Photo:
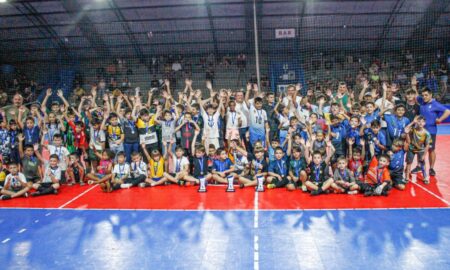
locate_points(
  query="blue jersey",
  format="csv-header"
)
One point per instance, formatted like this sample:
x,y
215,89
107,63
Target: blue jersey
x,y
395,125
397,160
371,117
279,167
31,135
339,130
431,111
221,166
354,134
381,137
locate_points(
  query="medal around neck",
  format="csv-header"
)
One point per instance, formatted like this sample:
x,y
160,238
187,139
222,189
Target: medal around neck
x,y
230,187
260,183
202,187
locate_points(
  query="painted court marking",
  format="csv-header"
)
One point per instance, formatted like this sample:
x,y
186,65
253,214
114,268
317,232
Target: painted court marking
x,y
432,193
78,196
256,237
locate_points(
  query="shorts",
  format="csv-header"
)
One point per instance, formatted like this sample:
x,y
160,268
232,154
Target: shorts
x,y
410,156
92,156
232,134
33,179
433,142
397,177
214,141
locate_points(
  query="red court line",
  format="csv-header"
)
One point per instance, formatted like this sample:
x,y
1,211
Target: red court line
x,y
166,197
412,197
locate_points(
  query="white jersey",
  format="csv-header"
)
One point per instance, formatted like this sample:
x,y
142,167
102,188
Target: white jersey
x,y
97,138
62,154
233,119
258,118
49,171
15,181
139,168
121,170
211,126
292,108
179,163
243,109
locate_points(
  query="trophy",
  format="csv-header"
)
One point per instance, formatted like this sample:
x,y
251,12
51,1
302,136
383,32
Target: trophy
x,y
202,187
230,187
260,183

•••

▶ [Action item]: Make an exact copy of every record, pictures excluded.

▶ [Solution for this task]:
Photo:
locate_points(
  query="blue jersey",
  format="csv-header"
)
One point per instance, formatted like this sample:
x,y
215,89
107,63
Target: blue jersey
x,y
395,125
397,160
371,117
279,167
31,135
339,130
431,111
221,166
354,134
381,137
locate_points(
  query="medal around neck",
  format="csv-header"
)
One point per instance, formatted like this sample:
x,y
160,238
187,139
222,189
Target: medal around neck
x,y
230,187
260,183
202,187
locate_points(
  query="painted court marking",
  format="csv-header"
)
One point per instance, formatted like this sample:
x,y
186,65
253,214
114,268
317,232
Target: painted court marking
x,y
432,193
78,196
256,237
locate_points(
  query="shorts",
  format="csv-header"
)
One point per instance, formatted like this sample:
x,y
160,268
232,154
Target: shorts
x,y
410,156
92,156
232,134
33,179
433,142
397,177
214,141
locate_points(
  query="red court line",
  format="csv-header"
)
One point per instance, formatted like this sample:
x,y
1,211
Target: red court line
x,y
166,197
412,197
locate_points(
  query="white jersey",
  format="csv-header"
)
One point per instance, formatted like this sample:
x,y
142,167
102,188
Target: white jersey
x,y
97,138
62,154
233,119
258,118
49,171
15,181
139,168
121,170
211,126
292,108
179,163
243,109
locate_points(
  query="trophy",
  format="csv-header"
)
One point per instance, formatted like this sample:
x,y
251,12
51,1
302,136
383,32
Target: trophy
x,y
202,187
230,187
260,183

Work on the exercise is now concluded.